— begin SELECTION —

# Engagement session from yesterday at Big Bear, in California



## Vtec44 (Sep 27, 2015)

The groom to be is a long time friend of mine...   The best part is that he booked me at full price, no discount.    Some of these were shot at 20k ISO with my D750   I still need to retouch these since they're just quick "morning after" previews.


----------



## Vtec44 (Sep 27, 2015)

This is how I get referrals


----------



## JustJazzie (Sep 27, 2015)

Love love love her flowy shirt. Love the wine/picnic shots, the connection you've captured between the two of them! Fantastic!!


----------



## ndancona (Sep 27, 2015)

great set!


----------



## Vtec44 (Sep 28, 2015)

Thanks!


----------



## JacaRanda (Sep 28, 2015)

Very nice set.  Except for the one where his hand is covering most of her face.

Wish they were numbered.


----------



## Tabe (Sep 28, 2015)

— end SELECTION —
— begin MATERIAL —

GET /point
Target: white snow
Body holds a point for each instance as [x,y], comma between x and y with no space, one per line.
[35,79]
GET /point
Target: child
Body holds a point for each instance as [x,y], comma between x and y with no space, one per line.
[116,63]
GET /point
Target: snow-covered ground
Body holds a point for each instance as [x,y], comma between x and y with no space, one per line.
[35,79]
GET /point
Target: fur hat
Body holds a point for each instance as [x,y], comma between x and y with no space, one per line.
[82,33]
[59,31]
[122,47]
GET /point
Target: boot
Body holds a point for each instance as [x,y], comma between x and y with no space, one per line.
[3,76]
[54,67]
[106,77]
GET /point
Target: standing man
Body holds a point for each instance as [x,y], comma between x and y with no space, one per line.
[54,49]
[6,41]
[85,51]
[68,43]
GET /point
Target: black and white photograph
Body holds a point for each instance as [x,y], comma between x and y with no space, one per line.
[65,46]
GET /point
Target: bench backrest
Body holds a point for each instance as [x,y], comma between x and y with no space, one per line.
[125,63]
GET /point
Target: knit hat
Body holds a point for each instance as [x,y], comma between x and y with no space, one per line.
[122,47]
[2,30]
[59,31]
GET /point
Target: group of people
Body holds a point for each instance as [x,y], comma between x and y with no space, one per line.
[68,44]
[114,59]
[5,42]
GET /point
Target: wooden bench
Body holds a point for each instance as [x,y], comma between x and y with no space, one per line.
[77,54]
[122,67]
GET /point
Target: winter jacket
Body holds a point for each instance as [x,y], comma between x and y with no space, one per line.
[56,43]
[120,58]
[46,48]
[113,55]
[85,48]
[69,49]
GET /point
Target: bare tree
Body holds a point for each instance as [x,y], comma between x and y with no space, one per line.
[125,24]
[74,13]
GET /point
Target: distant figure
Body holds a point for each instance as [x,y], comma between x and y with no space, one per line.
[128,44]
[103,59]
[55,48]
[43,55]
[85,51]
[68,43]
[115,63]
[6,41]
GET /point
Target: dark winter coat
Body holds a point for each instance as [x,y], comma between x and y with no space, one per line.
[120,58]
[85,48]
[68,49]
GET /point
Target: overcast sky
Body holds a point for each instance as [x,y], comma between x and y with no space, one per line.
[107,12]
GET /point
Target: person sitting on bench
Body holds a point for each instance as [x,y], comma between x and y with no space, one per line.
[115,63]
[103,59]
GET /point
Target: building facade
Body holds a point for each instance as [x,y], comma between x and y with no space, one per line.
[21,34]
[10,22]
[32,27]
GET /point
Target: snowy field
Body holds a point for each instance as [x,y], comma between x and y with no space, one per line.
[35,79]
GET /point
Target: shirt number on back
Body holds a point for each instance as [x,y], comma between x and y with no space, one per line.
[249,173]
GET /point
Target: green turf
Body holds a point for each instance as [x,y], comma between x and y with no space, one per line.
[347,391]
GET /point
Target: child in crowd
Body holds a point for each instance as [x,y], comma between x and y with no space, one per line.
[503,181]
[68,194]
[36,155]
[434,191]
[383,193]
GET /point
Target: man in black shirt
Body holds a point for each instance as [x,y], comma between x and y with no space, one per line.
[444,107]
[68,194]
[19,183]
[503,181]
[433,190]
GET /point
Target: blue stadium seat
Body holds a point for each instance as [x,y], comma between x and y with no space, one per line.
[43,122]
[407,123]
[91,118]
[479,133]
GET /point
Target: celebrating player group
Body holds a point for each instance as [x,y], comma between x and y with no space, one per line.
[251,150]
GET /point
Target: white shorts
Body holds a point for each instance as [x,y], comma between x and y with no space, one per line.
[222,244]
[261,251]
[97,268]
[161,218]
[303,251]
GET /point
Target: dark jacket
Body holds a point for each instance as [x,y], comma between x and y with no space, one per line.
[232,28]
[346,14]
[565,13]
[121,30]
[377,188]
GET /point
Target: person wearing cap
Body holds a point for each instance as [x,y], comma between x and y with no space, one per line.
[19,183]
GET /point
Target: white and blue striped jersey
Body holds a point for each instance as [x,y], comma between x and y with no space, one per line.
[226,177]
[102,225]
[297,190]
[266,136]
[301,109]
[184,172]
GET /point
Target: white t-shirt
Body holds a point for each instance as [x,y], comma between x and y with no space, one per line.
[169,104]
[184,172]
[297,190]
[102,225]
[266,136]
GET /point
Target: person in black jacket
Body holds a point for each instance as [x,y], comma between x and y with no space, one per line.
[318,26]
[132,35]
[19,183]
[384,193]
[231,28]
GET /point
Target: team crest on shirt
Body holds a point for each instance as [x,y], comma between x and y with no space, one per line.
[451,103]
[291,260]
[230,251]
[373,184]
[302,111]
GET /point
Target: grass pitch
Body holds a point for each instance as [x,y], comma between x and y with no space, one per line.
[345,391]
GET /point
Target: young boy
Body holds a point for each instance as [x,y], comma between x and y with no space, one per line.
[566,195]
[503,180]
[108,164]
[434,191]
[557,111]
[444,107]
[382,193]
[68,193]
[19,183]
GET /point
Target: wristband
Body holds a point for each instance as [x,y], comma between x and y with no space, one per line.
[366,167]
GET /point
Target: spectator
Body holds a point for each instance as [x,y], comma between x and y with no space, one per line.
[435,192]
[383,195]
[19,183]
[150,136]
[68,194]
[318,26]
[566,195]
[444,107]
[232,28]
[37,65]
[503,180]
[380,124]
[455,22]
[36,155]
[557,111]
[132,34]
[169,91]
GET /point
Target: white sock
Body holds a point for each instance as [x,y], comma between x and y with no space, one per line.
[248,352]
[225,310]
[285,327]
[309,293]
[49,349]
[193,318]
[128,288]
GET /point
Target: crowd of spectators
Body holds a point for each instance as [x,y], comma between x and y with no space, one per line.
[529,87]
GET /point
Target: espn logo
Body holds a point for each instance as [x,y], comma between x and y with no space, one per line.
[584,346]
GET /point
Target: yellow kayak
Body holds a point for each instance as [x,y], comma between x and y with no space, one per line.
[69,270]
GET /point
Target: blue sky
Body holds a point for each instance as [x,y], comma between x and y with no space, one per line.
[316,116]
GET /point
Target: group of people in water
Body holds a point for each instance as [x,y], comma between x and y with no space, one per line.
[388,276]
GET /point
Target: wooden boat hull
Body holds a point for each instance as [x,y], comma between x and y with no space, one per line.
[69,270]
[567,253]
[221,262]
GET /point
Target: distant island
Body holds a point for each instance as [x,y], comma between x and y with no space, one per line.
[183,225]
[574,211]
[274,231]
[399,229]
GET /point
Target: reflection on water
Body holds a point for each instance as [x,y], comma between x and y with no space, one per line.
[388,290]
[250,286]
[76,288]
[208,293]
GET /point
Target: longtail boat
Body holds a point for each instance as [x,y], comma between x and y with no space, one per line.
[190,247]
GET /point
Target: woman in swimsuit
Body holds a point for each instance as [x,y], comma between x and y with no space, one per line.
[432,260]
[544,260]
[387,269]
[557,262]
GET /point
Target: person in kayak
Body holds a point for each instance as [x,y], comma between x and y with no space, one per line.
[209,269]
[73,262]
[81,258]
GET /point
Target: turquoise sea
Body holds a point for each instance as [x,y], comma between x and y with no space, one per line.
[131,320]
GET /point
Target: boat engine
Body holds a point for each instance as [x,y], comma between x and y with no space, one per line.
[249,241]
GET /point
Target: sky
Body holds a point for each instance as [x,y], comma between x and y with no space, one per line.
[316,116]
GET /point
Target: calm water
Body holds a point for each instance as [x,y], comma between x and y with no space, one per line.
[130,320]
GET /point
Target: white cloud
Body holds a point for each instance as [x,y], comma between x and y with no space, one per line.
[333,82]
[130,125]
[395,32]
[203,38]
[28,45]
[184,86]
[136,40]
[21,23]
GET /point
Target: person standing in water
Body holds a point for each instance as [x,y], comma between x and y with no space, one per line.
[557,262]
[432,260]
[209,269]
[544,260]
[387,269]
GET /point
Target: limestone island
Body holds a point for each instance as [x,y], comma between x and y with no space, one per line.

— end MATERIAL —

TASK DETAILS » In the Big Bear engagement thread, which camera did Vtec44 use for the shots taken at 20k ISO?

THE SOLUTION » A D750.